§ **Problem requirements**: Quote each line exactly, from the line that contains "the rock outcrop" down to the last line of the listing, and no other lines.

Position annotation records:
####

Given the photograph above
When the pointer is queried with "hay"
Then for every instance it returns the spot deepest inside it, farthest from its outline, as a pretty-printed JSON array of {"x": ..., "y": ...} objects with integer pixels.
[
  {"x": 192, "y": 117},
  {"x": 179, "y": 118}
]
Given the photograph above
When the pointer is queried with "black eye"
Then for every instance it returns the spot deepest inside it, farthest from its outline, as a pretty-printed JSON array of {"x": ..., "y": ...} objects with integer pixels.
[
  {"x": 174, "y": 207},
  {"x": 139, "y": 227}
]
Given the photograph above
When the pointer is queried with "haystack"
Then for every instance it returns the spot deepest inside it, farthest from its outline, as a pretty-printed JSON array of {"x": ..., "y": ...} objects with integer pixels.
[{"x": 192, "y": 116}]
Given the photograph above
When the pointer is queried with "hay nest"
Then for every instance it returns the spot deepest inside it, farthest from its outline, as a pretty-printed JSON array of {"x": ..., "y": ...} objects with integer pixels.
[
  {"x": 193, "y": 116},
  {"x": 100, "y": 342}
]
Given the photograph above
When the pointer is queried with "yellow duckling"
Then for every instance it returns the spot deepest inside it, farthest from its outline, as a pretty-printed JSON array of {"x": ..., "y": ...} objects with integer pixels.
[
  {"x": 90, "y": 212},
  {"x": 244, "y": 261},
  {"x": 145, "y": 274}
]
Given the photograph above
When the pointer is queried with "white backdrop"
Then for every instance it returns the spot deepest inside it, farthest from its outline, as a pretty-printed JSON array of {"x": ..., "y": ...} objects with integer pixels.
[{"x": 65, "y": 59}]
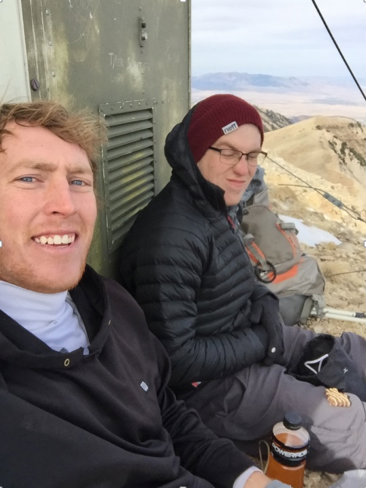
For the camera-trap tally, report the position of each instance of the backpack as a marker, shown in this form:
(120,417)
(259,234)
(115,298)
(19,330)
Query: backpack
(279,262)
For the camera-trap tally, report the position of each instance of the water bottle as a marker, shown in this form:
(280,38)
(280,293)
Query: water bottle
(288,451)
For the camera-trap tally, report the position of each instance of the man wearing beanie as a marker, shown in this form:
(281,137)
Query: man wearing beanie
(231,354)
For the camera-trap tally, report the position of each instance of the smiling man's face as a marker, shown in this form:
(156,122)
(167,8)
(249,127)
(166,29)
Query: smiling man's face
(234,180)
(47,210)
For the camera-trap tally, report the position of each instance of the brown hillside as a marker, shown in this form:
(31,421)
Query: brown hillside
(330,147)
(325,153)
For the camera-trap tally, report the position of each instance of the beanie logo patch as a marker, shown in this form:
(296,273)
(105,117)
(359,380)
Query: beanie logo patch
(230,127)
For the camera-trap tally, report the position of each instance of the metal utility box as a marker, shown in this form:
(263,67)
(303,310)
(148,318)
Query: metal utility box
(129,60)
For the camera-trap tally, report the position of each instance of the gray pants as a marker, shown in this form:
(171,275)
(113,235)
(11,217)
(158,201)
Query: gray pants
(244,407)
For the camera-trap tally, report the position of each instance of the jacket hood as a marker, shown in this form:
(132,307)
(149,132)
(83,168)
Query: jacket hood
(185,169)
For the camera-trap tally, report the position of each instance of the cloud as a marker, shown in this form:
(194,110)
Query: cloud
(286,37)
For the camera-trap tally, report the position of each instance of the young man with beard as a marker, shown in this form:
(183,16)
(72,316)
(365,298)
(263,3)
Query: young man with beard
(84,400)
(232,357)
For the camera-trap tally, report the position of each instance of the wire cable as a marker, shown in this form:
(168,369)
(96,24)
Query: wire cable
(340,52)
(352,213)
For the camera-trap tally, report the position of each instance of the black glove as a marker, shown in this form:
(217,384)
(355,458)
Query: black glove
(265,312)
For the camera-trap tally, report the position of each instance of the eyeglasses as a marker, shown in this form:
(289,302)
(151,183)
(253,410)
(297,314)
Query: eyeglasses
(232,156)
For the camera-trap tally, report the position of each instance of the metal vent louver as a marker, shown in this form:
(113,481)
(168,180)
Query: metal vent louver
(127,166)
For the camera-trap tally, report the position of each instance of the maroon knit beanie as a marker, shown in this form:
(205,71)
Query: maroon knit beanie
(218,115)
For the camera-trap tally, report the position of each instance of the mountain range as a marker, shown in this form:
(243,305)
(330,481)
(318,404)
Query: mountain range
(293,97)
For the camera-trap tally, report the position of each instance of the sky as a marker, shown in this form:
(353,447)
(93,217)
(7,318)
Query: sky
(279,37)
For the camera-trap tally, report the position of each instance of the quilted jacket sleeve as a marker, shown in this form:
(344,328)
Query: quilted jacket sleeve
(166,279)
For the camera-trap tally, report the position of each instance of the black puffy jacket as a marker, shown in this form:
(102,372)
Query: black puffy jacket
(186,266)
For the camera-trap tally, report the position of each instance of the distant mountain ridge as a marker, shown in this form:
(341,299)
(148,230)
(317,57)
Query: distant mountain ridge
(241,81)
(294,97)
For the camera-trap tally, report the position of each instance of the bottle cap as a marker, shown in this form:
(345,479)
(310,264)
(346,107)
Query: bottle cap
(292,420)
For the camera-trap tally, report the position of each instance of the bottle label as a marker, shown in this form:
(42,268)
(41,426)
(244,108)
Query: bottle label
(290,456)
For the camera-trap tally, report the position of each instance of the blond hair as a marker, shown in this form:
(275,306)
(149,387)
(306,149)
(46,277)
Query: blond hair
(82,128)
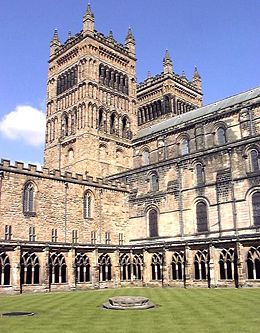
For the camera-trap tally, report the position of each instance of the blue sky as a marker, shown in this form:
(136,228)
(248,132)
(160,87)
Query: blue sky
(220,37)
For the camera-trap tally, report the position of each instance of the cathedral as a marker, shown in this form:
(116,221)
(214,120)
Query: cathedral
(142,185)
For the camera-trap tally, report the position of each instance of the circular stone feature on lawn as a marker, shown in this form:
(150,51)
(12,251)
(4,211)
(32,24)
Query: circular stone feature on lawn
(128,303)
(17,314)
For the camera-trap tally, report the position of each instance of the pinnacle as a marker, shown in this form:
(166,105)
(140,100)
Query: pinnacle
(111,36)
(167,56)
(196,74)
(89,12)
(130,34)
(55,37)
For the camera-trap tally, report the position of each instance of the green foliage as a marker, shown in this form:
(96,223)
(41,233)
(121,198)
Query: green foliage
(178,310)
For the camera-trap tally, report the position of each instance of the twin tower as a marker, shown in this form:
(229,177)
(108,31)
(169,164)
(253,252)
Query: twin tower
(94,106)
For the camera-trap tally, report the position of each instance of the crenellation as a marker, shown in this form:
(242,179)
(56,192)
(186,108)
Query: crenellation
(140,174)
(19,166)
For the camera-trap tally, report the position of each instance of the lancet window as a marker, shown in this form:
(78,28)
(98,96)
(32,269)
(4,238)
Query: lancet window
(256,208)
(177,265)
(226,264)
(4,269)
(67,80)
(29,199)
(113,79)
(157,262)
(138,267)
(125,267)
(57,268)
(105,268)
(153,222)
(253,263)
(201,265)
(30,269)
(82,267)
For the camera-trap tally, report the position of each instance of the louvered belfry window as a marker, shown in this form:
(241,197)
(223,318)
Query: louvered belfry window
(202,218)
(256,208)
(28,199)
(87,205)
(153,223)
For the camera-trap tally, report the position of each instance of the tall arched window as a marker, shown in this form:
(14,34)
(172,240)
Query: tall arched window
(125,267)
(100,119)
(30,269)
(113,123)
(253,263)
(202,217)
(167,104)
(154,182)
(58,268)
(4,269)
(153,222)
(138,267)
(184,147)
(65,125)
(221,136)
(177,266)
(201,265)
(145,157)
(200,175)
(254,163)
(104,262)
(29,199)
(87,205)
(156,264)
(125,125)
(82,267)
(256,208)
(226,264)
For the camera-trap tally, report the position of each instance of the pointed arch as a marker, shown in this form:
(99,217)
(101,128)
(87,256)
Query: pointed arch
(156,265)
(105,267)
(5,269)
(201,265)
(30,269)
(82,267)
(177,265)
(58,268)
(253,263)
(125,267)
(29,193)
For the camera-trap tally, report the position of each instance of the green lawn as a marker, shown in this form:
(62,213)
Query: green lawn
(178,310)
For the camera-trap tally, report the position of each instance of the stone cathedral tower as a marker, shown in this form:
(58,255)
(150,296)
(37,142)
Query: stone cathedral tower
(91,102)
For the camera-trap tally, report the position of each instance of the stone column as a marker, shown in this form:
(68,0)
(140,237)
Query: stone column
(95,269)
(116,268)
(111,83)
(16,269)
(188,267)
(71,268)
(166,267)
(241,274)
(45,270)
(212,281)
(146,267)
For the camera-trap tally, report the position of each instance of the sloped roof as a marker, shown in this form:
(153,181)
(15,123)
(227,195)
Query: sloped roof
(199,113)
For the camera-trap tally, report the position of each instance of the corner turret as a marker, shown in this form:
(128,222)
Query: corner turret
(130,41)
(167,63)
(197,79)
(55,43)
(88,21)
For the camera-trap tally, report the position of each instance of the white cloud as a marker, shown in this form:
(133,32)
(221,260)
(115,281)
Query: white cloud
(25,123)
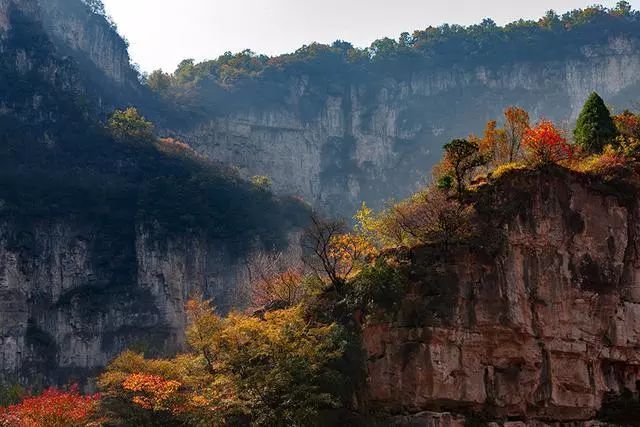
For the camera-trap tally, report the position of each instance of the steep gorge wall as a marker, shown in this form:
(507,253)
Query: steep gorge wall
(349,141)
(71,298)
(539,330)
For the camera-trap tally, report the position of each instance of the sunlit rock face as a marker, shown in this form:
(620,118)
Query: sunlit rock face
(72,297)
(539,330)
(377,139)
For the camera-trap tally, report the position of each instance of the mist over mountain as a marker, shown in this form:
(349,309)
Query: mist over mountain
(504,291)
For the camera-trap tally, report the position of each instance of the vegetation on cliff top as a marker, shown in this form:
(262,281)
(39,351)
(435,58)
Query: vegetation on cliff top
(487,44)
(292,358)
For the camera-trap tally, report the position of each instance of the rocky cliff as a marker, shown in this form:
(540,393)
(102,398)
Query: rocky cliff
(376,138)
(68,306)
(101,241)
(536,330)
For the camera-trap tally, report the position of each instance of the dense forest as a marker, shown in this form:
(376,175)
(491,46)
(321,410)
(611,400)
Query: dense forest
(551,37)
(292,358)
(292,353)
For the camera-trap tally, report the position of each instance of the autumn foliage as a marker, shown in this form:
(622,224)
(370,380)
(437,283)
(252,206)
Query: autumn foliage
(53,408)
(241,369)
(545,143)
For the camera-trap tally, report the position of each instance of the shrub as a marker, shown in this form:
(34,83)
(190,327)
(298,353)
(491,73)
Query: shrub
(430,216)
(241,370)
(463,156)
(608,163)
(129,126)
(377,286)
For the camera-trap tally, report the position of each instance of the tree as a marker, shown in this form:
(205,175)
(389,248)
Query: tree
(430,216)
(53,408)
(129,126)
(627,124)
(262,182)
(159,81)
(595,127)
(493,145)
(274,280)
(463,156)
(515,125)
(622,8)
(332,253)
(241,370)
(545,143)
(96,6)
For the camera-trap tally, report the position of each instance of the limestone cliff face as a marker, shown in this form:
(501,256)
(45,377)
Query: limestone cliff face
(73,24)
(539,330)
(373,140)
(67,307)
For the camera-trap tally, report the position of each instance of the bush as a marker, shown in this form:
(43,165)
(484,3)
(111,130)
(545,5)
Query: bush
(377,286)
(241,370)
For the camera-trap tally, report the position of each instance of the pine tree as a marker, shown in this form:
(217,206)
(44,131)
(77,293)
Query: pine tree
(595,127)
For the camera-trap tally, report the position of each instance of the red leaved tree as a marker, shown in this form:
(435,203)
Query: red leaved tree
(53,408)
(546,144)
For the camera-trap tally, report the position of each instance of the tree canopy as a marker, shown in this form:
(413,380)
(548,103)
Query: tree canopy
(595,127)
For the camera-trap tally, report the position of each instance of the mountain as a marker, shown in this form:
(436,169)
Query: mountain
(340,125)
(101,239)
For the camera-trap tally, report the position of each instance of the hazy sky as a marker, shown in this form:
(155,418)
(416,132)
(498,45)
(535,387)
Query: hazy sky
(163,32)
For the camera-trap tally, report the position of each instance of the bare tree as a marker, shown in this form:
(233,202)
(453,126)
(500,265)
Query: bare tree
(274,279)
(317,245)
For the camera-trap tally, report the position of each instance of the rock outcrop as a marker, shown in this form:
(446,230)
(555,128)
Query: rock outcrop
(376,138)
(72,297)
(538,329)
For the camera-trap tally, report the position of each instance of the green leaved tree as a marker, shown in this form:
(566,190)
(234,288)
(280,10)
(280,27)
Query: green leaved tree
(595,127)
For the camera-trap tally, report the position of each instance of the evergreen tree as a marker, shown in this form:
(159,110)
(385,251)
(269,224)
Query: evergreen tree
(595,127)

####

§ **Complete output**:
For the camera-trap tally, report the position of each instance of the rock outcrop as a marker, shown in this form:
(446,230)
(555,128)
Query: rock outcrop
(376,138)
(72,297)
(538,329)
For the camera-trap tally, report the position of each instance of the green leaved tree as a marker, shown in this form:
(566,190)
(234,288)
(280,10)
(280,27)
Query: green leaved tree
(595,127)
For the camera-trap tally, report the position of each instance of the evergreen tree as a marker, shown in this form:
(159,110)
(385,251)
(269,224)
Query: evergreen tree
(595,127)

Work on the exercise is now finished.